Photo labels with bounding boxes
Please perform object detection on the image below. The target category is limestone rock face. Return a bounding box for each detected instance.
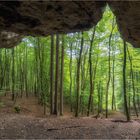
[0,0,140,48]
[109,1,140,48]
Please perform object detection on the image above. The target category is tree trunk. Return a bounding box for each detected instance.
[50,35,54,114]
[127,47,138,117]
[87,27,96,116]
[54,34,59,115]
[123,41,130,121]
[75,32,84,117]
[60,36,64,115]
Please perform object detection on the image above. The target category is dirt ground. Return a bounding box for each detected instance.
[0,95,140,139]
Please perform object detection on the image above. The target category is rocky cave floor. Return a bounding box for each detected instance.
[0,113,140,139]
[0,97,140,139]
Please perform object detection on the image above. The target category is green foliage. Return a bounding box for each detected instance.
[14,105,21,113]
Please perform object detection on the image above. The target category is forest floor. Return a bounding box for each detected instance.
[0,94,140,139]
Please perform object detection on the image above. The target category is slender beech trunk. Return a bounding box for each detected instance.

---

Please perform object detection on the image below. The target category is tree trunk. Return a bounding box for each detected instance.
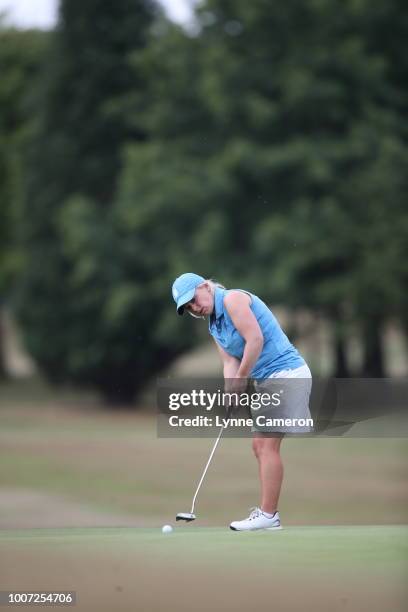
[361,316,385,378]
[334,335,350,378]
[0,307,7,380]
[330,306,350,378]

PROBLEM TO WORK ON:
In the records, take the part that opens with the line containing "category is forest" and closes with the line containing "category is slender". Write out only those lines, substituting "leaf litter" for "forest floor" and leaving everything else as it is.

ANSWER TO THE PROBLEM:
Please perform object detection on the image above. The target category is leaf litter. Return a bounding box for each detected instance.
[0,94,140,139]
Please perform object detection on the image above. The target category is slender beech trunk. Return a bounding box for each detected instance.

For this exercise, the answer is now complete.